Records from a collection:
################
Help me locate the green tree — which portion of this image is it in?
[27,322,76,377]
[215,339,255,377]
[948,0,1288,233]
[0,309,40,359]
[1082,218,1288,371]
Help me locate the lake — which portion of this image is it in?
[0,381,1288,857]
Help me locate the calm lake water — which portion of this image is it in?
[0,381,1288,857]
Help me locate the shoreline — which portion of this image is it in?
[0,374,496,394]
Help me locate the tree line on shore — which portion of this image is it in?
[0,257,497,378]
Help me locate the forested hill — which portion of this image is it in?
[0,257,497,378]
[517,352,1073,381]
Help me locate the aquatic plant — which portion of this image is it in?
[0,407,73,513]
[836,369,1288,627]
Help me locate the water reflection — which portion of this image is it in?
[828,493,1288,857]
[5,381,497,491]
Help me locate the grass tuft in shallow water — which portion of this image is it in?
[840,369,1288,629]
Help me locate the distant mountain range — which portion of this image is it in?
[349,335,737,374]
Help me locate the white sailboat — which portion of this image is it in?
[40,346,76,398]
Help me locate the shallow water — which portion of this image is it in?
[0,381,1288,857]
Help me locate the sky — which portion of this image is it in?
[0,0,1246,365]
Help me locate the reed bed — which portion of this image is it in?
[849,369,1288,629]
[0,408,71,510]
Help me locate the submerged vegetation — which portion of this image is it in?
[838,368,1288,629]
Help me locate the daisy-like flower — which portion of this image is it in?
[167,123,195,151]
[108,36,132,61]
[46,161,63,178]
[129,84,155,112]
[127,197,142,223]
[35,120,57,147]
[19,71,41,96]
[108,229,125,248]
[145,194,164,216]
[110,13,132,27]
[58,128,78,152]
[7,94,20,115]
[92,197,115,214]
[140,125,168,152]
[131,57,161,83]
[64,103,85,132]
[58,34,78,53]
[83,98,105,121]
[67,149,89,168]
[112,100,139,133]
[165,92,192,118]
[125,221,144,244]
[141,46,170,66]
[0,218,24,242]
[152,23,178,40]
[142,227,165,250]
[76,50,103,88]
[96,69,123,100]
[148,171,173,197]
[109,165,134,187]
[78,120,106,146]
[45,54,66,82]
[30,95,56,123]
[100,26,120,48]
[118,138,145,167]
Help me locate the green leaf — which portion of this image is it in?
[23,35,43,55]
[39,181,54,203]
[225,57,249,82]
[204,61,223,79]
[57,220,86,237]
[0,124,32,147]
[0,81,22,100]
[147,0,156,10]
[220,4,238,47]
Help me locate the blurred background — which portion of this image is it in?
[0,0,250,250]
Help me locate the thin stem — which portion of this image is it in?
################
**AIM OF THE EXERCISE**. Edit the material from the line containing "Help me locate the shallow" down through the line containing "[838,368,1288,629]" so that "reed bed" becomes "patch of reeds", with nothing else altered, and return only those lines.

**REPLY TO THE EXERCISE**.
Help me locate the shallow water — which portion of this image is it in?
[0,381,1288,857]
Help me locate the sky — which portion of this image is it in?
[0,0,1246,365]
Help me locate the patch of reeds — which portion of this image is it in?
[849,369,1288,629]
[0,408,71,510]
Help me locate the submerged vegetation — which portion of this image is it in?
[838,368,1288,629]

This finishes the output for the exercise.